DOCUMENT EXTRACT:
To counter this some organisations use scenario planning, a process that creates imagined future narratives based on factors arising from a particular set of circumstances. A focus is placed on ‘critical uncertainties’ or forces considered important to stakeholders. Insights from this approach can help decision-makers weigh up various options and courses of action to invest in, although the results can be dubious in terms of identifying detailed resolutions.

Others use foresight - a discipline that provides a structured and systematic approach to gaining awareness of mid-to-long-term future possibilities. This improves preparedness and resilience, while also helping management identify relevant forces that influence future developments, and shows how they interact to shape an operating ecosystem’s transition and future.

Strategic implementation
The interplay between multiple initiatives and their subsequent implementation during the pandemic have been complex and often imprecisely conceptualised. Although the organisation’s foresight methods and techniques may promise a desired expectation, this seldom happens.

Achieving the desired results and planned outcomes is contingent on the implementation of strategic initiatives. This requires attention being paid to the people involved in the strategic implementation, and an appreciation of the chosen foresight technique being applied to the problem and the context within this is taking place. Evaluation and feedback throughout the process to correct the strategy as required is also of crucial importance.

For example, once the board approves a strategic change initiative, it is then usually left to management to implement the desired change. However, if the management is focused only on a narrow field of control, or are embedded in autonomous governance structures with insufficient coordination mechanisms in place, inconsistency across the organisation is more likely to surface.

C-suite and various other management levels across the organisation often independently implement changes with a narrow focus on the initiative alone, or with limited attention to the broader social context that may already be under stress from other ongoing change initiatives.

QUESTIONS:
A) How would you put this sentence from the text on strategic foresight into Spanish: "Although the organisation’s foresight methods and techniques may promise a desired expectation, this seldom happens."?
B) What would follow the final paragraph of the text on strategic foresight? Write the next part of it.

Saved entries
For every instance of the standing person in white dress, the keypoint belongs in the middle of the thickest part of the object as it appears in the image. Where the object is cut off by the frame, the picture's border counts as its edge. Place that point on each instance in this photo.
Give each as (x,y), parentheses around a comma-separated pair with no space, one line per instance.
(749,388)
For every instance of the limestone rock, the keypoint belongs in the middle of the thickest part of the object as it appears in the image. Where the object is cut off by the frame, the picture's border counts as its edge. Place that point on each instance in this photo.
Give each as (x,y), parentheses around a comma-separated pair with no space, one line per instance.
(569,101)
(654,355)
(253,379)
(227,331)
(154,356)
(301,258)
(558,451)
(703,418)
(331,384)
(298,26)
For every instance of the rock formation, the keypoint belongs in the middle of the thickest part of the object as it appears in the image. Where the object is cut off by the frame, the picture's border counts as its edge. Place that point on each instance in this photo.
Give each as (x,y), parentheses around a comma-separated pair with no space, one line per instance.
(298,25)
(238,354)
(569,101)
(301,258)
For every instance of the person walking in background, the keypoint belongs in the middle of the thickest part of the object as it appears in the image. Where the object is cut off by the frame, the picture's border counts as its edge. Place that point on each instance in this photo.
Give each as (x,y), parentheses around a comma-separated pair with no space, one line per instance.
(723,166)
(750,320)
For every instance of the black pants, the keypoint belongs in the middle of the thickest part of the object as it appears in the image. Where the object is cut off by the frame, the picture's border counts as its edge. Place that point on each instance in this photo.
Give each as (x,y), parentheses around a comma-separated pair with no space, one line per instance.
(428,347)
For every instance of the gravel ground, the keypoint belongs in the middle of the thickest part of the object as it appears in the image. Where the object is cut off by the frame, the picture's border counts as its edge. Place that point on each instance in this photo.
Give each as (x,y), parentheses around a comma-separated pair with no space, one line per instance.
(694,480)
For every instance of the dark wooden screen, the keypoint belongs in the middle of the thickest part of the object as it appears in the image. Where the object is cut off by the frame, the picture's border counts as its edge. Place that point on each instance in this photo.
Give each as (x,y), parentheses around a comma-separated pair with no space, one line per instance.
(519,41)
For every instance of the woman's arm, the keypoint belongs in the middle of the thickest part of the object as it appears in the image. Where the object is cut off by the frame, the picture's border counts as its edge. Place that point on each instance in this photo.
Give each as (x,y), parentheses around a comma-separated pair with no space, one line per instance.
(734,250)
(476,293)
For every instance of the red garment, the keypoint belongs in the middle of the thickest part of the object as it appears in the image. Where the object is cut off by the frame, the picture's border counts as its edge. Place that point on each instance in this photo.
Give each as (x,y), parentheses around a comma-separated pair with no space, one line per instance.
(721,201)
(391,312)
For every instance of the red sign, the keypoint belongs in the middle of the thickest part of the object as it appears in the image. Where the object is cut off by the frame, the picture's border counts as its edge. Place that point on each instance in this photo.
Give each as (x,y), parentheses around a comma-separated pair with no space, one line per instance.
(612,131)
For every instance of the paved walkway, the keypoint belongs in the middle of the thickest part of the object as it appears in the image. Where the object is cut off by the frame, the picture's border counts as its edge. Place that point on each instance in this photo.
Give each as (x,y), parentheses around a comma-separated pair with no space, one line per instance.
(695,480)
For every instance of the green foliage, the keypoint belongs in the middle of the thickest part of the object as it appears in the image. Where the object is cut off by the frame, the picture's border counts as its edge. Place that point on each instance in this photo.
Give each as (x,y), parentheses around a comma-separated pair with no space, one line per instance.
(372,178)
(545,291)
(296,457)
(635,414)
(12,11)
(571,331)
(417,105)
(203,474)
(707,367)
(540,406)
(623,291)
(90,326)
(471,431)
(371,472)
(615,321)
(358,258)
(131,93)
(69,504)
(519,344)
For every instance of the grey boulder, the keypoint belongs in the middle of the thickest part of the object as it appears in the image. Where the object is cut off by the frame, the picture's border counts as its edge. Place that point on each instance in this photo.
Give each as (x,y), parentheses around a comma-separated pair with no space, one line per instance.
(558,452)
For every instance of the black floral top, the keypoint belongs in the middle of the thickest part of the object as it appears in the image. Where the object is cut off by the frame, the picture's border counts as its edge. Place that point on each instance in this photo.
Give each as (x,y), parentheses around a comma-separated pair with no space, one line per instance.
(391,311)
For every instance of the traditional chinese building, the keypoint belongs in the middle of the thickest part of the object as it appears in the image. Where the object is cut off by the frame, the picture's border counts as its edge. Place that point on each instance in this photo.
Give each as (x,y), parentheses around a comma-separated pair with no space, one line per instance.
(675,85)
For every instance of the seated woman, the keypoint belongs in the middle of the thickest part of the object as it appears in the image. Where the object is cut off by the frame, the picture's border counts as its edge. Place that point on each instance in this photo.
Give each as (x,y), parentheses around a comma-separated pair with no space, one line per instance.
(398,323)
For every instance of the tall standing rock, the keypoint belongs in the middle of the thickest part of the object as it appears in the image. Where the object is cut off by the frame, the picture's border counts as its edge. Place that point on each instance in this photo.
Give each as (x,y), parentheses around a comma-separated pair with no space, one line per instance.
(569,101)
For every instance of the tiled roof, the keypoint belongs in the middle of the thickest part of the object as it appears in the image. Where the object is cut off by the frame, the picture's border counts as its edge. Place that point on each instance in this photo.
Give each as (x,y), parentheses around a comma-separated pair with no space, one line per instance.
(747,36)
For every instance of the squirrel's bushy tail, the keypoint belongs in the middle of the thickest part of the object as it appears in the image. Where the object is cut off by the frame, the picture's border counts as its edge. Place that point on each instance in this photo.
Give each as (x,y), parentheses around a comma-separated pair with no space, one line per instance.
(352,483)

ANSWERS FOR THE TASKS:
A) Aunque los métodos y técnicas de prospectiva de la organización puedan prometer una expectativa deseada, esto rara vez sucede.

B)
A lack of managerial attention to social context is more likely to result in initiatives being perceived as inconsistent with change activates already in place. Many great strategic initiatives and foresight plans never get implemented due to ignorance of future-making practices by those who have to implement them.

Those who have to implement change strategy on the ground often feel that management is ignorant about how change is implemented, and the level of harm it can sometimes cause. They believe management doesn’t listen to, and has lost touch with its employees.

Even middle managers who initially champion change often became disengaged and hesitant about how to move forward and struggled with this duality of position, being expected by managers to deliver results and at the same time having to respond to criticism from below. Middle managers experience their subordinates’ negative emotions first-hand, and so it is important to understand activities and practices through which people in the organisation will have to engage with in the future.

Predicting the future
We’d all like to be able to predict what will happen to our organisations in the future and understanding future-making practices is the only real way to make this happen. Whether the process is led by strategic or scenario planning, or corporate foresight, it is vital to incorporate the everyday work through which people in the organisation move forward amid uncertainties about the future.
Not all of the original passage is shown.